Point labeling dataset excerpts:
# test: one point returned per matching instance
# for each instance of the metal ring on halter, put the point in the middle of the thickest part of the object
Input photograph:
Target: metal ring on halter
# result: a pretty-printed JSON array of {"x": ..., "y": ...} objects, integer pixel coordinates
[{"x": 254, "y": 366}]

WHAT TO PRODUCE:
Rewrite the lines of the records above, putting "leather strap on halter" wherever "metal ring on halter" appears and leaving everything else as it is.

CORRECT ANSWER:
# test: one point returned per matching instance
# for each instance of the leather strap on halter, put the point in the middle of the thickest part of the object
Input photograph:
Target: leather strap on halter
# result: a pretty-printed JSON array of {"x": ..., "y": ...} objects, integer pixel coordinates
[{"x": 254, "y": 366}]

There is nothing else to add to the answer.